商売っ気をだすなら「難しいですよ~」とかいって、依頼の流れに誘導するべきなんでしょうが、どうにもそうゆうところでブラフ?張るのは性格に合わないので、正直に答えようと思うのですが、その≪正直≫がちょっとややっこしいんですよ。

そんな、僕とお客さんのコミュニケーションの悩みのお話し。

目次

結論を先に

結論を先に述べますと、理論値としては誰でも出来るので、出来るといっても間違いはないのですが、聞かれているのは実践値としてできるかどうかであって、実践値は人によるところがあるので、なんとも言い難いです。

そして、ここで言葉ごにょごにょします。

人によっては、できるかもしれないことをできませんというのも、(あなた『には』無理という様で)なんか失礼に当たりそうですし。

この辺の感情のせめぎ合いがあるんですよね。

» **課題の各問**
**A)** 本文を読んで、次の問いに答えてください。
(i) 筆者が正直に答えようと思うのは、何が性格に合わないからですか。
(ii) この話は、誰と誰のコミュニケーションの悩みですか。
(iii) 筆者によると、実践値はどういうものですか。
**B)** 次の文が本文の内容と合っているかどうか、「はい」か「いいえ」で答えてください。決め手になる本文の言葉もそのまま引用してください。
(i) 筆者は、商売っ気を出して「難しいですよ」と答えることにしている。
(ii) 筆者は、理論値としては誰でも出来ると述べている。
(iii) 筆者は、できるかもしれないことを「できません」と言うのは失礼に当たりそうだと感じている。
**C)** 本文のうち、「商売っ気をだすなら「難しいで」を含む言葉で始まり「ので、なんとも言い難いです。」で終わる部分を、一字も変えずに書き写してください。

» **元データ**
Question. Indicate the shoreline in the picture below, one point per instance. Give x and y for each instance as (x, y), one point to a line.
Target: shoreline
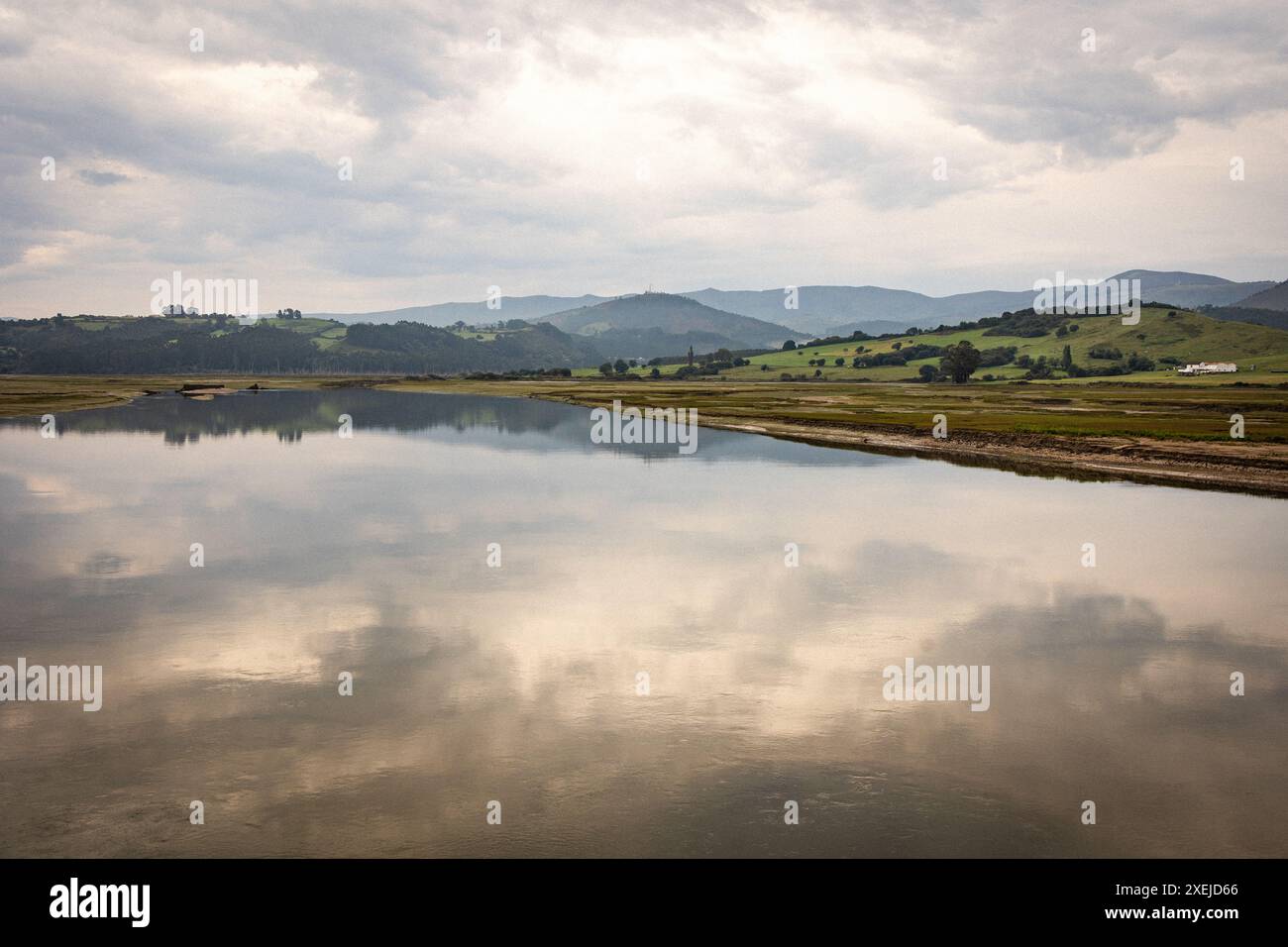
(1138, 460)
(1197, 463)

» **解答例**
**A)**
(i) ブラフを張ること
(ii) 筆者とお客さん
(iii) 人によるところがあるもの

**B)**
(i) いいえ。「正直に答えようと思う」
(ii) はい。「理論値としては誰でも出来る」
(iii) はい。「できるかもしれないことをできませんというのも、(あなた『には』無理という様で)なんか失礼に当たりそうですし」

**C)**
商売っ気をだすなら「難しいですよ~」とかいって、依頼の流れに誘導するべきなんでしょうが、どうにもそうゆうところでブラフ?張るのは性格に合わないので、正直に答えようと思うのですが、その≪正直≫がちょっとややっこしいんですよ。

そんな、僕とお客さんのコミュニケーションの悩みのお話し。

目次

結論を先に

結論を先に述べますと、理論値としては誰でも出来るので、出来るといっても間違いはないのですが、聞かれているのは実践値としてできるかどうかであって、実践値は人によるところがあるので、なんとも言い難いです。